Le canzoni napoletane sono un retaggio artistico-culturale che scorre nelle vene della città. Scopri la loro storia attraverso il nostro articolo!
Le origini
“Vedi Napoli e poi muori” è la lungimirante testimonianza che Goethe ha lasciato ai posteri dopo la sua visita alla città partenopea verso la fine del ‘700. Lo scrittore tedesco non avrebbe potuto descrivere meglio le sensazioni che le bellezze di Napoli suscitano per gli occhi. Tuttavia, il capoluogo campano vanta anche un affascinante retaggio canoro, le cui origini storiche si intrecciano tra folklore e cultura, fino ad ottenere una propria identità ben definita e conosciuta in tutto il mondo.
Ad oggi, con un repertorio nazional-popolare, le canzoni napoletane rappresentano la città tanto quanto la deliziosa sfogliatella e il suggestivo quartiere residenziale di Posillipo. Del resto, il popolo napoletano è conosciuto anche per la sua verve genuinamente artistica.

------

Secondo l'articolo sulle canzoni napoletane, in quale periodo Goethe visitò Napoli? I record non hanno alcun legame con l'articolo.

------

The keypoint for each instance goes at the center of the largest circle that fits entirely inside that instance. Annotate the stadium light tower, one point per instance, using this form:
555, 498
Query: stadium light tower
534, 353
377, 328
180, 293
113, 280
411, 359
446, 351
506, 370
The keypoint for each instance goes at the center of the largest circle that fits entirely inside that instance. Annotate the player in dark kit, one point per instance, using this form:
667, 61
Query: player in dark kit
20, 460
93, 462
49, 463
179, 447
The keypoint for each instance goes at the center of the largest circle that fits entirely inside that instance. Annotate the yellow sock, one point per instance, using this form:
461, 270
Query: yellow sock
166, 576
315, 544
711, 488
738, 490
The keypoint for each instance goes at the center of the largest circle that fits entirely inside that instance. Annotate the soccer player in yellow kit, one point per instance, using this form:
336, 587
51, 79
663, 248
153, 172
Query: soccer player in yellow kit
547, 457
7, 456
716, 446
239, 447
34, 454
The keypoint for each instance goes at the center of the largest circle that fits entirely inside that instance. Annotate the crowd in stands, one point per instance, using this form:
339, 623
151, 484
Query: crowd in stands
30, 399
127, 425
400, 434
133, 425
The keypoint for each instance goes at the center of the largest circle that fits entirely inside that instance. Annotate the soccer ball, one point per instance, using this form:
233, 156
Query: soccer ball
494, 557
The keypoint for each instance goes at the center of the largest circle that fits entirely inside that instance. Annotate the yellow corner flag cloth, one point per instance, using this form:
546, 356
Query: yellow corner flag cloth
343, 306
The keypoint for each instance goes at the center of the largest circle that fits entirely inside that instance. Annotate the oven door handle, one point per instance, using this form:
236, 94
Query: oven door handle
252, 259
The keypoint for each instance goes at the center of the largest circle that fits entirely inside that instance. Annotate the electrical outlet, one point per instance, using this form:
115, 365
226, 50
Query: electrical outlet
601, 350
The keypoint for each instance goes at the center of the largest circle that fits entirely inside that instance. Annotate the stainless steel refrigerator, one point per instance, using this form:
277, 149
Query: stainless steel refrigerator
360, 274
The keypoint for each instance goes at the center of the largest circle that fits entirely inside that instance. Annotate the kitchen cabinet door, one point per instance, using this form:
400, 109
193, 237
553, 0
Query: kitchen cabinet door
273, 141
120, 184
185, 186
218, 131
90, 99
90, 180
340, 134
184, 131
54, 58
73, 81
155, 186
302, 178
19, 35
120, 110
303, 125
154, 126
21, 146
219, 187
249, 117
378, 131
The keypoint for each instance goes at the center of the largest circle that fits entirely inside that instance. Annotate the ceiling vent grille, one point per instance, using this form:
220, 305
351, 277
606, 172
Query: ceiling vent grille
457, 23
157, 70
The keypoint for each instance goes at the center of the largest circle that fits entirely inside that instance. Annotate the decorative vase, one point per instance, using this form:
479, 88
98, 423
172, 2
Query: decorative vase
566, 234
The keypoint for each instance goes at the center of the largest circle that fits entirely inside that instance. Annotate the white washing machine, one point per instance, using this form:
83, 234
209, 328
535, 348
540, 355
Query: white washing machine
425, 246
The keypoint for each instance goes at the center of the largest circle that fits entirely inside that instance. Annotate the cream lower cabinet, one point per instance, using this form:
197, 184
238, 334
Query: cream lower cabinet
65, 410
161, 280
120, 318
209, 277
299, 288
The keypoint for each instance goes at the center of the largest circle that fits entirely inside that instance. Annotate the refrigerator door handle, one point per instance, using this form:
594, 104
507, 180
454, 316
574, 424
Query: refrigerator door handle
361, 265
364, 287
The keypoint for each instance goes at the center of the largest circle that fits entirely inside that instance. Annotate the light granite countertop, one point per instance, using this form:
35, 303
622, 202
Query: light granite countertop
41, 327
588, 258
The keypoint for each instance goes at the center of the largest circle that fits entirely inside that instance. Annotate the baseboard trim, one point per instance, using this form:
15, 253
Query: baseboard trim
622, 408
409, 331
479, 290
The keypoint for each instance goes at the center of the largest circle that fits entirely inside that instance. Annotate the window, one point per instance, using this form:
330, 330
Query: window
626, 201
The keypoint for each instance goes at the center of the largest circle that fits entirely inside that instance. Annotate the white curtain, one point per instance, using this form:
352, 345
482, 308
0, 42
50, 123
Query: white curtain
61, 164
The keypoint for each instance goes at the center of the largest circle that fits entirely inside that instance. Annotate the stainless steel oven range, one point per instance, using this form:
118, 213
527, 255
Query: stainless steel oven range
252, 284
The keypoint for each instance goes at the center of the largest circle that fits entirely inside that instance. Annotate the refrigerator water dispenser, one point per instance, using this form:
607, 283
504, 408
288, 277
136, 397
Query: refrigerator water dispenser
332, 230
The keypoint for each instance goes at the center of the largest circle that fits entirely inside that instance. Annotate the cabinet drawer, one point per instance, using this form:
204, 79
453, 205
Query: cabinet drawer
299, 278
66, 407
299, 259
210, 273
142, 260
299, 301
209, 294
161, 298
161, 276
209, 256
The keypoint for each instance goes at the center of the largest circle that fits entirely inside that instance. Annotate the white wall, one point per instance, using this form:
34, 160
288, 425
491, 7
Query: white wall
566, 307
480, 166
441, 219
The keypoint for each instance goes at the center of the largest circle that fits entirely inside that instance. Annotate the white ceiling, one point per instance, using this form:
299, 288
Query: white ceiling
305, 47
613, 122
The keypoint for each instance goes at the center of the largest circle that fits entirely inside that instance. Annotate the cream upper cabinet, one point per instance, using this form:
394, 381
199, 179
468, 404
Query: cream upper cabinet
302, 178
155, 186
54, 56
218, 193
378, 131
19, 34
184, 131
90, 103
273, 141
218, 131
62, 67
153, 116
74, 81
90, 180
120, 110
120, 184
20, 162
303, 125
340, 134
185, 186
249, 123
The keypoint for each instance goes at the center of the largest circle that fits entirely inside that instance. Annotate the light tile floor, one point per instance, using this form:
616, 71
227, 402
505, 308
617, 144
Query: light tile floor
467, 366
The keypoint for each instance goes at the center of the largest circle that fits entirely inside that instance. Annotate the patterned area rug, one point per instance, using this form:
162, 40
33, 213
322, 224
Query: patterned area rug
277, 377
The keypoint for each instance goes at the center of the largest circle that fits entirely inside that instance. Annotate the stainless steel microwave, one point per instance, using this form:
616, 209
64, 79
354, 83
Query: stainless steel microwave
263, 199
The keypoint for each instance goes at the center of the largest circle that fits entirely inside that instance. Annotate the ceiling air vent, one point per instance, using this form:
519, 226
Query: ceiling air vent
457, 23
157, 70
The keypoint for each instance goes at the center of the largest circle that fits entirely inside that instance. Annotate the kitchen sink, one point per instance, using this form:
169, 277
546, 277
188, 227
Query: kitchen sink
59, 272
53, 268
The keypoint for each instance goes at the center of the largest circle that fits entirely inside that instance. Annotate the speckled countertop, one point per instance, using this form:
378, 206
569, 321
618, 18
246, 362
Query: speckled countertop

------

Risposta all'esercizio:
Verso la fine del '700.